## Brief A
Return everything in the passage on Dragon Quest XI's battle system from "However there’s one" down to "non-boss enemies’ HP.", copied word for word.
## Brief B
Please answer these questions about the passage on Dragon Quest XI's battle system, one answer per line, marked to match:
(i) What does DQXI offer in place of big mechanical changes or bigger numbers?
(ii) Roughly how many hours of playing Dragon Quest XI does the passage mention?
(iii) What indication does the player get about enemy HP?

## Document excerpt
= = = =

Dragon Quest XI’s battle system is deceptively simple. You take turns attacking or using abilities and the monsters you’re fighting do the same.
It’s about as old school as it gets. While other RPGs make big mechanical changes to make their systems more active or faster, or use bigger numbers to seem more impressive, DQXI offers the addition of pep.
Pep is like limit break or any system where characters fill up a meter to enter a more powerful state with stronger attack options. Some attack options involve having multiple party members pepped up at the same time and expending all their pep powers simultaneously.
However there’s one big difference between pep and other limit break systems:
Hide and seek
You don’t know anything about pep! For a game whose systems are so easy to follow due to the small numbers they use, pep charges completely in the background. There’s no visible meter, no indication of what might cause a character to activate pep and no way of knowing how close you are.
The only other hidden number that I’ve encounter in my 15 or so hours playing Dragon Quest XI is enemy HP, which you’re at least given the change in color to their name. And again, the small numbers make it very easy to figure out the range of most non-boss enemies’ HP.

= = = =

## Records from a dataset
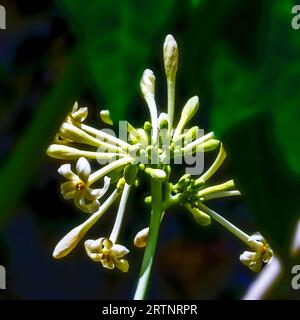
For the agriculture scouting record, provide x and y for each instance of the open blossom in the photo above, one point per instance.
(77, 187)
(109, 254)
(262, 253)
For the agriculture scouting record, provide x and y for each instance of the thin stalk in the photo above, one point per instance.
(156, 212)
(228, 225)
(103, 135)
(116, 228)
(171, 101)
(105, 170)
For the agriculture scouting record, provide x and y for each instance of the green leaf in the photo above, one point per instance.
(117, 40)
(257, 110)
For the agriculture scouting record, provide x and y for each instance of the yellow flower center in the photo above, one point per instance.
(80, 186)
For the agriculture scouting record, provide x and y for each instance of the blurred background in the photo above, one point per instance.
(240, 57)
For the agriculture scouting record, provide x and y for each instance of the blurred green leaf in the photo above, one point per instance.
(257, 109)
(21, 166)
(272, 87)
(117, 40)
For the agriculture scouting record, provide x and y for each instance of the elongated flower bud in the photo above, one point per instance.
(148, 83)
(71, 132)
(62, 152)
(148, 89)
(188, 111)
(69, 242)
(156, 174)
(141, 238)
(170, 56)
(201, 217)
(163, 121)
(130, 173)
(105, 117)
(79, 114)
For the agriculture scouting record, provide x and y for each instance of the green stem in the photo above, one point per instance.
(156, 212)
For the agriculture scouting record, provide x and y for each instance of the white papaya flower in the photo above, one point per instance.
(77, 187)
(262, 253)
(109, 254)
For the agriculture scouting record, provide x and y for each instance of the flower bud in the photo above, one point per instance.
(130, 173)
(79, 114)
(209, 145)
(163, 121)
(69, 241)
(141, 238)
(121, 184)
(148, 83)
(105, 117)
(73, 133)
(201, 217)
(188, 111)
(170, 56)
(156, 174)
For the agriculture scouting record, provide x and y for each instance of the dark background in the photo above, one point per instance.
(240, 57)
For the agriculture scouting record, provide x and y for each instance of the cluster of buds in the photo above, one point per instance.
(151, 150)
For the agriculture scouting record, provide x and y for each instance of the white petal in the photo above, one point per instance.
(257, 237)
(83, 169)
(65, 170)
(107, 263)
(122, 265)
(96, 246)
(118, 251)
(68, 242)
(266, 257)
(68, 189)
(256, 265)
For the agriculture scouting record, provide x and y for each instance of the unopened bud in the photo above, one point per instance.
(163, 121)
(170, 56)
(148, 83)
(141, 238)
(79, 114)
(156, 174)
(188, 111)
(201, 217)
(105, 116)
(130, 173)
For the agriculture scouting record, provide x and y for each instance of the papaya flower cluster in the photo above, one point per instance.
(101, 169)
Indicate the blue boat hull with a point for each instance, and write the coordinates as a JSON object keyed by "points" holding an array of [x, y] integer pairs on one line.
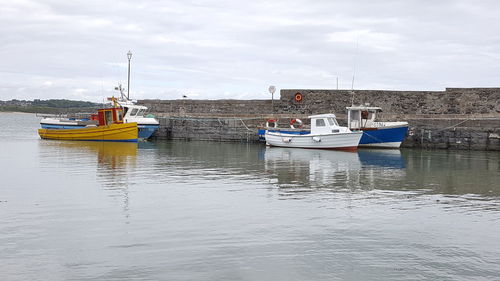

= = = =

## Task answer A
However there’s one big difference between pep and other limit break systems:
Hide and seek
You don’t know anything about pep! For a game whose systems are so easy to follow due to the small numbers they use, pep charges completely in the background. There’s no visible meter, no indication of what might cause a character to activate pep and no way of knowing how close you are.
The only other hidden number that I’ve encounter in my 15 or so hours playing Dragon Quest XI is enemy HP, which you’re at least given the change in color to their name. And again, the small numbers make it very easy to figure out the range of most non-boss enemies’ HP.

## Task answer B
(i) The addition of pep.
(ii) 15 or so hours.
(iii) A change in color to the enemy's name.